• _Set exercise 1_:
Please say whether each statement agrees with the Project Reunion article, answering yes or no and quoting the words that decide it: (a) Mike James wrote the piece. (b) The decision behind the technology was motivated by technology. (c) Project Reunion is called perhaps the most important announcement.
• _Set exercise 2_:
In the Project Reunion article, what does the writer guess drowned out anyone at Microsoft who spoke up?
• _Set exercise 3_:
Edit the Project Reunion article from "Project Reunion To" to "environment and community.", inclusive, writing "Unity" in place of "Reunion".

==== Excerpt

Project Reunion To Fix The Windows Divide That Never Should Have Been
Written by Mike James   
Wednesday, 20 May 2020

BUILD is underway and it's not so much developers, developers developers as it used to be, but it is still of interest. Perhaps the most important announcement is project Reunion, an initiative that could repair the long-term damage to the Windows development environment and community.

Even if you are one of the many Microsoft haters, this story should make you weep - perhaps with tears of joy. The self-inflicted wound that was, and is, UWP, WinRT, Metro - you know there is a presentational problem when the names transmute so often - is getting some healing attention.

The many names of the technology give you a clue as to the difficulties that come with it. Invented on the unreasoned decision of one Microsoft executive and forced upon all and sundry ever since. It wasn't a decision motivated by technology, but by ambition. Why someone at Microsoft didn't point out that it already had one of the best development environments you could wish for, in the form of .NET and the rest, I've no idea. My guess is that they did say it, but were drowned out by the marketing and management noise.

========
==== Provided data

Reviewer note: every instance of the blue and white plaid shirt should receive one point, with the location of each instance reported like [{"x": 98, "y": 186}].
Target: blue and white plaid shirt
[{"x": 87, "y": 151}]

========

• _Correct answer 1_:
(a) Yes: "Written by Mike James"
(b) No: "It wasn't a decision motivated by technology, but by ambition."
(c) Yes: "Perhaps the most important announcement is project Reunion"

• _Correct answer 2_:
The marketing and management noise.

• _Correct answer 3_:
Project Unity To Fix The Windows Divide That Never Should Have Been
Written by Mike James   
Wednesday, 20 May 2020

BUILD is underway and it's not so much developers, developers developers as it used to be, but it is still of interest. Perhaps the most important announcement is project Unity, an initiative that could repair the long-term damage to the Windows development environment and community.